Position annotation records
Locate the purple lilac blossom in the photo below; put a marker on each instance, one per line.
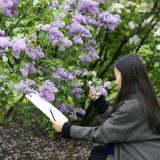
(2, 33)
(77, 72)
(47, 91)
(93, 21)
(35, 53)
(106, 84)
(77, 29)
(29, 68)
(18, 45)
(64, 109)
(56, 36)
(92, 42)
(102, 91)
(109, 21)
(55, 3)
(86, 58)
(78, 18)
(62, 73)
(9, 7)
(92, 53)
(88, 6)
(4, 42)
(4, 58)
(70, 107)
(25, 86)
(78, 40)
(77, 92)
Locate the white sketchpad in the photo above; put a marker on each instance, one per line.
(45, 107)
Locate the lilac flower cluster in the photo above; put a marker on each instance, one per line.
(2, 32)
(80, 72)
(102, 89)
(9, 7)
(58, 39)
(69, 109)
(4, 42)
(76, 91)
(90, 56)
(61, 73)
(109, 20)
(18, 45)
(35, 53)
(47, 91)
(29, 68)
(79, 18)
(77, 29)
(25, 86)
(88, 6)
(3, 55)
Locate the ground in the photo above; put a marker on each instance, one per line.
(22, 143)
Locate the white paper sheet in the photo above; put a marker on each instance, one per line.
(45, 107)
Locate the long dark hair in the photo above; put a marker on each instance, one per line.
(135, 81)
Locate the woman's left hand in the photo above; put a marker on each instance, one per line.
(57, 125)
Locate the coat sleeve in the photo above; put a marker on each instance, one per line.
(122, 126)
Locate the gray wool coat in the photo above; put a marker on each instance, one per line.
(128, 129)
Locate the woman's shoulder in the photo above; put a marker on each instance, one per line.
(130, 105)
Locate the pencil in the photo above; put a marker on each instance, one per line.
(52, 114)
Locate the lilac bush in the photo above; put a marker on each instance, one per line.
(52, 54)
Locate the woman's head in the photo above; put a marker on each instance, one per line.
(130, 73)
(132, 79)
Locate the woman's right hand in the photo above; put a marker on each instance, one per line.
(94, 96)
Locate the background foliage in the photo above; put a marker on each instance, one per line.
(65, 62)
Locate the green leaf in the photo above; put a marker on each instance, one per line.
(35, 2)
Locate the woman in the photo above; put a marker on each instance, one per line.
(132, 125)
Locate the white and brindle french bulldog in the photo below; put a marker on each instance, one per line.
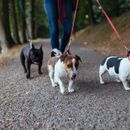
(31, 55)
(117, 67)
(63, 65)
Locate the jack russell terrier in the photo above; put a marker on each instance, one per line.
(62, 65)
(117, 67)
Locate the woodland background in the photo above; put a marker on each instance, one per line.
(21, 20)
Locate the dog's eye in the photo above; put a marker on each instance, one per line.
(69, 65)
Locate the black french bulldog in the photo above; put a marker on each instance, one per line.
(31, 55)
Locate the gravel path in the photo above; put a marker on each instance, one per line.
(34, 105)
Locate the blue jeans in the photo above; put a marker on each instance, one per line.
(52, 14)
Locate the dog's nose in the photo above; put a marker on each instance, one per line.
(74, 75)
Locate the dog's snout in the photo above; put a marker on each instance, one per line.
(74, 75)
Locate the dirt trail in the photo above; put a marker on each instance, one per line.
(34, 105)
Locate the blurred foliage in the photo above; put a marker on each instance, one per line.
(87, 9)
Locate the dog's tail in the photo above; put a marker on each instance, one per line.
(30, 43)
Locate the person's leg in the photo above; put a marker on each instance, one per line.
(52, 14)
(67, 25)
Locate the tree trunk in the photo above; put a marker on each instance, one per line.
(23, 20)
(33, 19)
(3, 41)
(90, 13)
(6, 23)
(15, 25)
(116, 8)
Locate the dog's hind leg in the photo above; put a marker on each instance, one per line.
(51, 75)
(39, 68)
(70, 89)
(22, 59)
(125, 83)
(60, 83)
(102, 70)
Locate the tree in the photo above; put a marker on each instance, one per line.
(91, 19)
(5, 23)
(23, 20)
(15, 24)
(33, 31)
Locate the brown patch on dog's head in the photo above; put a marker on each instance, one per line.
(128, 55)
(71, 64)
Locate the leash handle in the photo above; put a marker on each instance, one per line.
(112, 25)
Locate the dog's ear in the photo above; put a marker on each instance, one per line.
(128, 53)
(40, 47)
(78, 58)
(53, 54)
(32, 46)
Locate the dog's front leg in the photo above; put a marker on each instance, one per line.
(39, 68)
(28, 69)
(61, 85)
(70, 89)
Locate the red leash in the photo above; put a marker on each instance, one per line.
(73, 24)
(112, 25)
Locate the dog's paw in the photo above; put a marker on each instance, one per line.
(71, 90)
(40, 72)
(102, 82)
(27, 76)
(62, 91)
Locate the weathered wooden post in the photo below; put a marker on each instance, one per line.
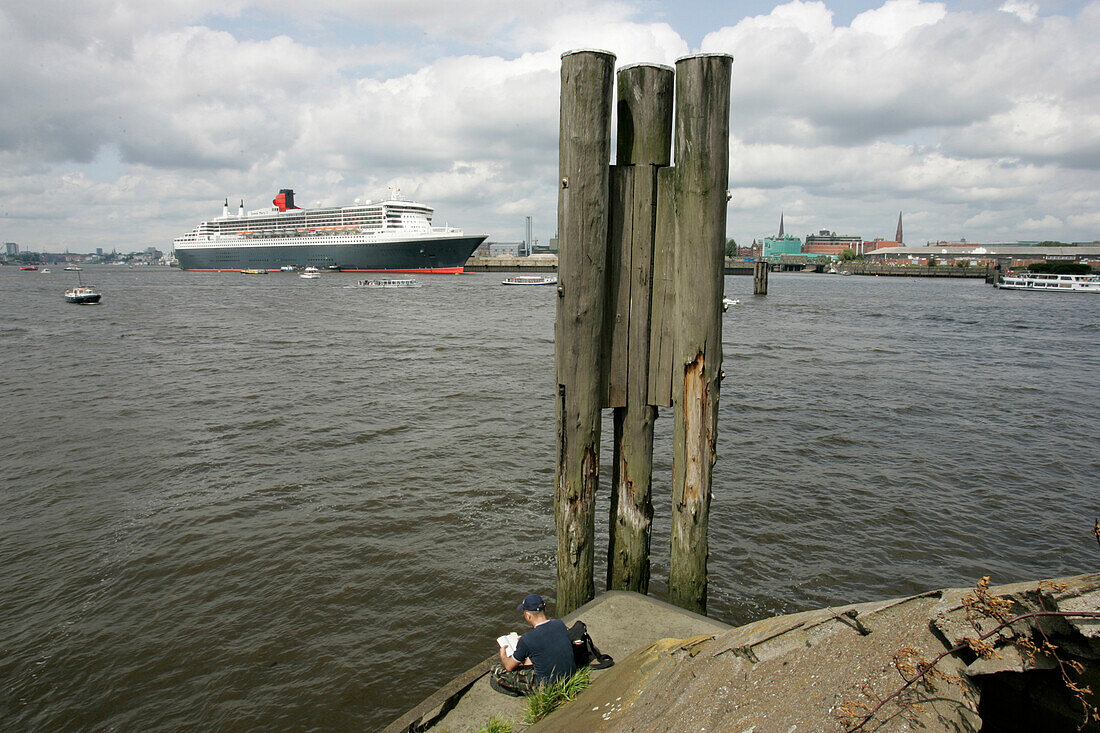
(699, 223)
(645, 140)
(584, 151)
(760, 277)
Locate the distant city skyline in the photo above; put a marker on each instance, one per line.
(128, 123)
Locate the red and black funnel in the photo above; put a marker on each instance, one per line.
(285, 199)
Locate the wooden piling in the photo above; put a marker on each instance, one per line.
(645, 141)
(584, 151)
(760, 277)
(701, 181)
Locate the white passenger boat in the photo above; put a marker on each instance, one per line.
(530, 280)
(1029, 281)
(81, 294)
(384, 236)
(404, 282)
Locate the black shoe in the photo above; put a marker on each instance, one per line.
(502, 689)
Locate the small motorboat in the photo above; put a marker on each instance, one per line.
(83, 295)
(530, 280)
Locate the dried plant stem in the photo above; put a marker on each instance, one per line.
(928, 667)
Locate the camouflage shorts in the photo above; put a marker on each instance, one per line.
(519, 681)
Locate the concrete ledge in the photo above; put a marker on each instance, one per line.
(619, 623)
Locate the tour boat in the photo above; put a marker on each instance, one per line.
(1055, 283)
(81, 295)
(391, 283)
(386, 236)
(530, 280)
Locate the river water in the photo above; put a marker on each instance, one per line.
(255, 503)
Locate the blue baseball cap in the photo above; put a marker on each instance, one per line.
(532, 602)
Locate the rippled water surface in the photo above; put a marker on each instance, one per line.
(241, 502)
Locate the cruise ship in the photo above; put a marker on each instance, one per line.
(387, 236)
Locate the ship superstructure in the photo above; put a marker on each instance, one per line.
(386, 236)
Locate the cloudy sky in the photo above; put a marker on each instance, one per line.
(125, 121)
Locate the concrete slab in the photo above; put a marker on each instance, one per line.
(619, 623)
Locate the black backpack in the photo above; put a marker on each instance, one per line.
(584, 652)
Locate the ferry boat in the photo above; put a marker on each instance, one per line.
(407, 282)
(530, 280)
(386, 236)
(1029, 281)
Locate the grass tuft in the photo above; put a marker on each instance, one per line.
(548, 698)
(496, 725)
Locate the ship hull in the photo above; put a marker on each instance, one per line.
(429, 254)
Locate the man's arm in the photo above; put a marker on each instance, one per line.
(507, 662)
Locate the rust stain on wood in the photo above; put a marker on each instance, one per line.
(696, 434)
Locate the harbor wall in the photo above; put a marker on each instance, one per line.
(803, 669)
(549, 263)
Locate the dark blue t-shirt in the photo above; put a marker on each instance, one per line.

● **Problem details**
Pictures stay out of the copy; please restate every record above exactly.

● **Reply**
Locate the purple lilac blossom in the photo below; put a marker on each instance, one per line.
(2, 33)
(77, 72)
(47, 91)
(93, 21)
(35, 53)
(106, 84)
(77, 29)
(29, 68)
(18, 45)
(64, 109)
(56, 36)
(92, 42)
(102, 91)
(109, 21)
(55, 3)
(86, 58)
(78, 18)
(62, 73)
(9, 7)
(92, 53)
(88, 6)
(4, 42)
(4, 58)
(70, 107)
(25, 86)
(78, 40)
(77, 92)
Locate the white sketchpad in the photo above; put a marker on each instance, one per line.
(45, 107)
Locate the lilac flower cluster in the photo above; put a marker on each instance, one per line.
(2, 32)
(80, 72)
(102, 89)
(9, 7)
(58, 39)
(69, 109)
(4, 42)
(76, 91)
(90, 56)
(61, 73)
(109, 20)
(18, 45)
(35, 53)
(47, 91)
(29, 68)
(79, 18)
(77, 29)
(25, 86)
(88, 6)
(3, 55)
Locate the ground in the photo above; put a marker on each instance, one per line.
(22, 143)
Locate the white paper sheet in the photo above; put a marker on each instance, one per line.
(45, 107)
Locate the long dark hair in the photo above; put a marker on each instance, one per line.
(135, 81)
Locate the woman's left hand in the photo above; put a marker on each instance, one per line.
(57, 125)
Locate the coat sleeve in the photo above; put a marker on each instance, one per line.
(122, 126)
Locate the gray wool coat in the photo above; put a marker on each instance, one per line.
(128, 129)
Locate the woman's shoulder in the photo above; put a marker on each instance, one per line.
(130, 105)
Locate the pencil in the photo above; put a marker on each instance, one per line.
(52, 114)
Locate the lilac bush in the photo above; put a marker on each instance, one per line.
(52, 54)
Locate the woman's head in the photo above; put a marker on each instance, one per line.
(130, 73)
(132, 79)
Locate the woman's right hand in the photo above; put a marker on each instance, one per line.
(94, 96)
Locate the background foliage in the photo above; put a marker on each instance, one per line.
(65, 62)
Locate the green leaf in the photo above; put a marker on each instance, one per line.
(35, 2)
Locate the woman in the photo above; put a marker on each instance, one per line.
(132, 125)
Locate the white and brindle french bulldog in the photo below; put a marker on each instance, one per line.
(31, 55)
(117, 67)
(63, 65)
Locate the jack russell terrier in the photo above; put a marker on each instance, one per line.
(62, 65)
(117, 67)
Locate the woodland background in the photo above; put a marker on each instance, one per line.
(21, 20)
Locate the dog's eye in the photo above; put a marker on each instance, one per line.
(69, 65)
Locate the black french bulldog in the photo above; put a marker on each instance, one per line.
(31, 55)
Locate the gravel path in the photo above; put a marker on each instance, one per line.
(34, 105)
Locate the blue jeans in the photo above; put a marker on each instance, one per line.
(52, 14)
Locate the dog's nose in the photo above; put a marker on each instance, one per line.
(74, 75)
Locate the dog's snout in the photo above; put a marker on each instance, one per line.
(74, 75)
Locate the dirt trail in the photo above; put a marker on each instance, one per line.
(34, 105)
Locate the blurred foliage in the photo above; put a marker on each instance, one per line.
(87, 9)
Locate the dog's tail in the photo above; put a marker on each instance, one per line.
(30, 43)
Locate the person's leg in the photo above; put a marker on each instance, one per line.
(52, 14)
(67, 25)
Locate the tree trunk in the photo above; put a marker on each instance, one per line.
(23, 20)
(33, 19)
(3, 41)
(90, 13)
(6, 23)
(15, 25)
(116, 8)
Locate the dog's hind leg in the photo above; put a marker on each instance, one per line.
(51, 75)
(39, 68)
(70, 89)
(22, 59)
(125, 83)
(60, 83)
(102, 70)
Locate the tree in the photo above; put a marker on each instance, one per line.
(91, 19)
(5, 23)
(23, 20)
(15, 24)
(33, 31)
Locate the brown patch on dog's head in the photo above; put a marker on each instance, one per line.
(128, 55)
(71, 64)
Locate the leash handle in the photo above; put a marker on each instance, one per line.
(112, 25)
Locate the dog's ear in the photo above; put a marker on each instance, one per line.
(128, 53)
(40, 47)
(78, 58)
(53, 54)
(32, 46)
Locate the dog's front leg in the photo above; put a marker on each instance, one per line.
(39, 68)
(28, 69)
(61, 85)
(70, 89)
Locate the red leash in the photo above; put a marker on each instance, one per line.
(73, 24)
(112, 25)
Locate the dog's paw in the photo above; put a marker on each instance, one per line.
(71, 90)
(40, 72)
(102, 82)
(27, 76)
(62, 91)
Locate the weathered wooden post in the photo below; put a marker on each instance, one per line.
(699, 223)
(645, 140)
(584, 151)
(760, 277)
Locate the distant city skyline in the photo above; put a marker on each instance, one per line.
(128, 123)
Locate the red and black funnel in the photo above; put a marker on each instance, one per line.
(285, 199)
Locate the wooden piling in the photo above; put a marker on each instance, one per line.
(645, 141)
(584, 151)
(760, 277)
(701, 181)
Locate the white passenger boat in the photo above; put a marker on each instance, one per line.
(530, 280)
(1029, 281)
(81, 294)
(384, 236)
(404, 282)
Locate the black shoe in the photo above; put a marker on each instance, one per line.
(502, 689)
Locate the small motorboat in the photo above; put a marker on each instance, one per line.
(83, 295)
(530, 280)
Locate the dried plant stem in the photo above; put a marker on each instance, one per line.
(928, 667)
Locate the camouflage shorts in the photo above; put a marker on each instance, one per line.
(519, 681)
Locate the concrete ledge in the photo above; put a marker on each instance, one per line.
(619, 623)
Locate the tour boat in the photo above; put a marker on each instance, one per line.
(1055, 283)
(81, 295)
(391, 283)
(386, 236)
(530, 280)
Locate the river water in the photo above; put a marker on each instance, one per line.
(255, 503)
Locate the blue baseball cap in the photo above; put a marker on each instance, one per line.
(532, 602)
Locate the rippled water surface in the photo above; put a marker on each instance, one per line.
(241, 502)
Locate the cruise ship in the photo above; put a marker on each instance, one per line.
(387, 236)
Locate the ship superstructure in the photo above; put a marker on each instance, one per line.
(386, 236)
Locate the cloudy sky in the photo above; put a marker on each instance, one per line.
(125, 121)
Locate the concrete slab in the photo above; put a marker on each instance, one per line.
(619, 623)
Locate the black backpack in the photo above; put a marker on each instance, one per line.
(584, 652)
Locate the ferry boat in the photo above; put a marker on each instance, one per line.
(407, 282)
(530, 280)
(386, 236)
(1029, 281)
Locate the grass tuft in the photo above; put a marker on each instance, one per line.
(548, 698)
(496, 725)
Locate the ship hull in the photo above; put a marker on each instance, one per line.
(429, 254)
Locate the man's arm in the photo above; put a marker on each instance, one per line.
(507, 662)
Locate the rust stain on wood in the photo above; put a marker on each instance, one per line.
(696, 434)
Locate the harbor wall in the photo above; put a marker on each instance, one per line.
(803, 669)
(549, 263)
Locate the dark blue t-shirt in the photo above; put a marker on each instance, one per line.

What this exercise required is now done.